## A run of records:
┄┄┄┄┄┄┄┄┄┄┄┄┄┄┄┄┄┄┄┄

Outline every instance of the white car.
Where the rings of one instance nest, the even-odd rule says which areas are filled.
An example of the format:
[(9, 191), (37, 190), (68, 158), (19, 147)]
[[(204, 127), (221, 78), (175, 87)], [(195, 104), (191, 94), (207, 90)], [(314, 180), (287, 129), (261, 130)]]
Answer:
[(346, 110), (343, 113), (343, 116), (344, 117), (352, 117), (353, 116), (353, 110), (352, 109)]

┄┄┄┄┄┄┄┄┄┄┄┄┄┄┄┄┄┄┄┄

## What the task asks:
Print all of the records above line for line, changing nothing.

## Reply:
Outline every instance of the white car.
Where the rings of one instance nest, the even-odd rule says which areas are filled.
An example of the format:
[(9, 191), (37, 190), (68, 158), (19, 147)]
[[(204, 127), (221, 78), (175, 87)], [(195, 104), (191, 94), (207, 90)], [(314, 180), (287, 129), (261, 130)]]
Answer:
[(346, 110), (343, 113), (343, 116), (344, 117), (352, 117), (353, 116), (353, 110), (352, 109)]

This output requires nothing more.